--- begin Supplied material ---
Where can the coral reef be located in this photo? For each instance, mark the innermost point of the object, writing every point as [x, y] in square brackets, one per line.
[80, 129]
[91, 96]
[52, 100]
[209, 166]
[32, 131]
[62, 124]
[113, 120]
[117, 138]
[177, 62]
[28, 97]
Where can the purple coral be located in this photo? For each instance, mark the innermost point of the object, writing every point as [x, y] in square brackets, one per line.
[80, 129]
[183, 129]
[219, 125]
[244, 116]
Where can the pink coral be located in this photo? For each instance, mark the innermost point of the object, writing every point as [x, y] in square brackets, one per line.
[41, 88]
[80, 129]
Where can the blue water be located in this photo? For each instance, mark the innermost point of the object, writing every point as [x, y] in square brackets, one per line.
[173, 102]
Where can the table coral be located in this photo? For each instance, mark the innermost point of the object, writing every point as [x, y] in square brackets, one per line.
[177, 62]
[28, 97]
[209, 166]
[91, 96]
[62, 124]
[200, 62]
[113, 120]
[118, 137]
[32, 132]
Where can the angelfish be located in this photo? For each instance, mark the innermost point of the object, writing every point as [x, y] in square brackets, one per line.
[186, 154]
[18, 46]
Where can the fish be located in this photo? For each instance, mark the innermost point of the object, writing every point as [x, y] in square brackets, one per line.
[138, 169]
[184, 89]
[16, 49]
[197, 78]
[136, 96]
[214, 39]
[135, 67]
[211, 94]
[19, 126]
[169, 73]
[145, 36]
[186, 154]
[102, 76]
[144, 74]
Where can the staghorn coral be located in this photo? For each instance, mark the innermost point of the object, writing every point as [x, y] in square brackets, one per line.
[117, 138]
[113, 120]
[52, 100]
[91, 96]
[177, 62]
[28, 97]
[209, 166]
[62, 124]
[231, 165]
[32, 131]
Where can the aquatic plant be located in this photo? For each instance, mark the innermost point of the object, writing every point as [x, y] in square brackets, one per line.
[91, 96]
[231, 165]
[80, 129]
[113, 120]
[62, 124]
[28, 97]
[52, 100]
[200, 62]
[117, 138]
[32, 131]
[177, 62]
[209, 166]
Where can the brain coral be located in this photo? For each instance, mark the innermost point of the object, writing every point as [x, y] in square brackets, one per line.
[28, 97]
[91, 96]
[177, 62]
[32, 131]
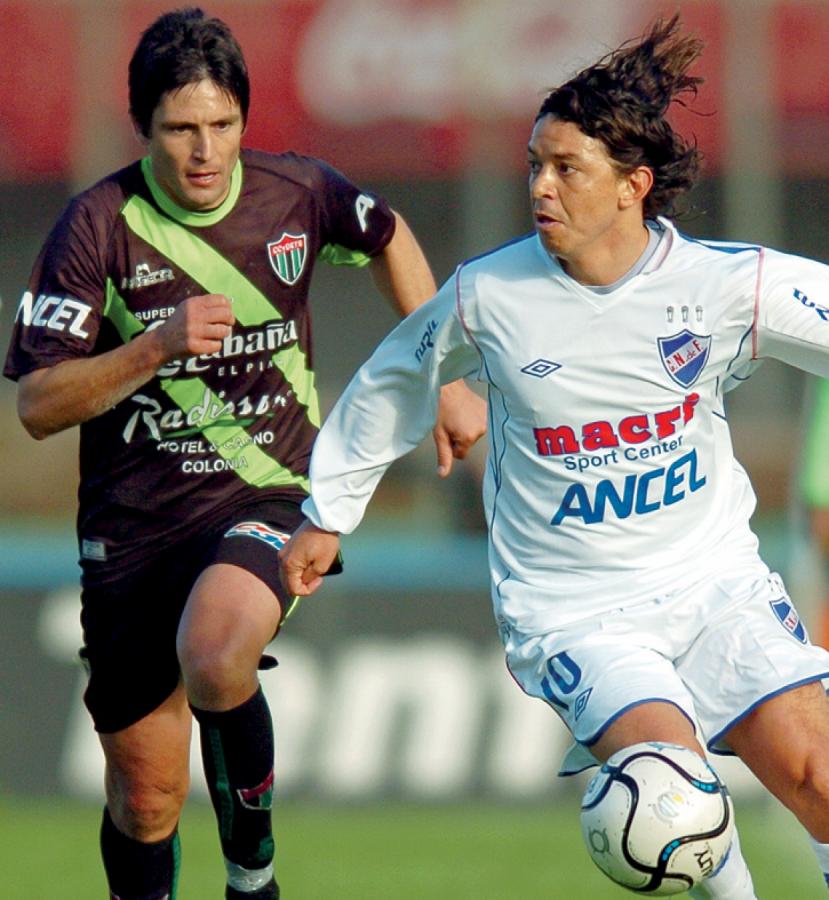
--- end Supplied material ---
What is being asked ▸ Please write out all of the rows above word for word, and leave the picture out of your copy.

Solution for this task ▸
Where can the coral reef be located in this photo? For each instance, mark the innermost point of the object, writing every point as [x, y] in square brackets, one per line.
[80, 129]
[91, 96]
[52, 100]
[209, 166]
[32, 131]
[62, 124]
[113, 120]
[117, 138]
[177, 62]
[28, 97]
Where can the purple coral be located in this photo? For each instance, mark the innermost point of the object, writing every point as [x, y] in square brackets, one per line.
[80, 129]
[183, 129]
[219, 125]
[244, 116]
Where can the pink coral be located in this photo? For each instance, mark the innermost point of the object, writing every point as [x, y] in square brackets, one per line.
[41, 88]
[80, 129]
Where can the blue water be located in this photo? For each instance, mark the innermost point of the object, writing every point as [x, y] in square brackets, one per line.
[173, 102]
Where can the table coral be located in this photo? For each instance, mark the innermost point of the object, writing every point as [x, y] in square brackets, one per line.
[177, 62]
[28, 97]
[209, 166]
[91, 96]
[62, 124]
[200, 62]
[113, 120]
[118, 137]
[32, 132]
Where can the angelfish be located in this photo? For each instance, mark the innermost point of the object, writing every point as [x, y] in square brackets, one per line.
[186, 154]
[18, 46]
Where can the fish be located in this photo? For each instance, mark the innermost point of the object, writing every point as [x, y] in square brackets, one per line.
[138, 169]
[184, 89]
[16, 49]
[197, 78]
[136, 96]
[214, 39]
[135, 67]
[211, 94]
[19, 126]
[169, 73]
[145, 36]
[186, 154]
[102, 76]
[144, 74]
Where can the staghorn coral be located in this photo? For each instance, mark the innermost point of the object, writing every point as [x, y] in square brackets, one per line.
[117, 138]
[113, 120]
[52, 100]
[91, 96]
[177, 62]
[28, 97]
[209, 166]
[62, 124]
[231, 165]
[32, 131]
Where can the aquatic plant be located in this photo? For each instance, mark the innermost point of the object, writing every point as [x, y] in square brackets, one per line.
[91, 96]
[231, 165]
[80, 129]
[113, 120]
[62, 124]
[28, 97]
[52, 100]
[200, 62]
[117, 138]
[32, 131]
[177, 62]
[209, 166]
Where can the brain coral be located in this photo? For each instance, mark the innermost point of the object, writing every point as [x, y] in square brackets, one per line.
[28, 97]
[91, 96]
[177, 62]
[32, 131]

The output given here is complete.